TASK ITEM — In the profile of Richardson, which neighborhood did she grow up in?

TEXT UNDER STUDY —

Richardson’s next step is to become a certified yoga therapist who works one-on-one with clients to determine how best they can accomplish goals related to physical, mental, or emotional challenges that impact health.
A Life in Service
Raised by her grandparents Ralph and Henrietta Carter, Richardson, 51, grew up in Cleveland’s Glenville neighborhood with her older sister Marian. In Richardson’s youth, Mrs. Carter cleaned houses in the Cleveland suburbs and Mr. Carter was a retired Pullman porter who assisted passengers on sleeper train cars.
“It was definitely a lower-income community but a very tight-knit community, where you knew everyone in the neighborhood. Everyone knew me, and everyone knew us. The school I went to was at the end of our street. We walked together with my friends to school every day, so it was very much a positive upbringing,” Richardson recalled.
After Richardson graduated from Glenville High School in 1990, she spent two years at the College of Wooster in Ohio, before transferring to Baldwin-College, now Baldwin Wallace University, in Berea, Ohio.

COLLECTED DATA —
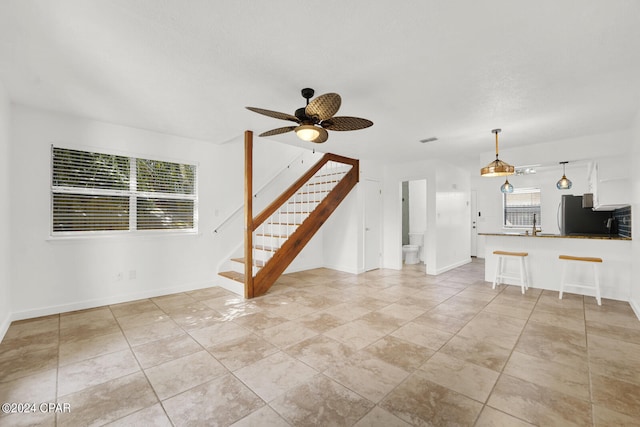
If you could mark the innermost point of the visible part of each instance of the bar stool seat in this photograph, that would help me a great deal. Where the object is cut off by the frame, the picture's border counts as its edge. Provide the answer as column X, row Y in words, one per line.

TASK SOLUTION — Cleveland's Glenville neighborhood.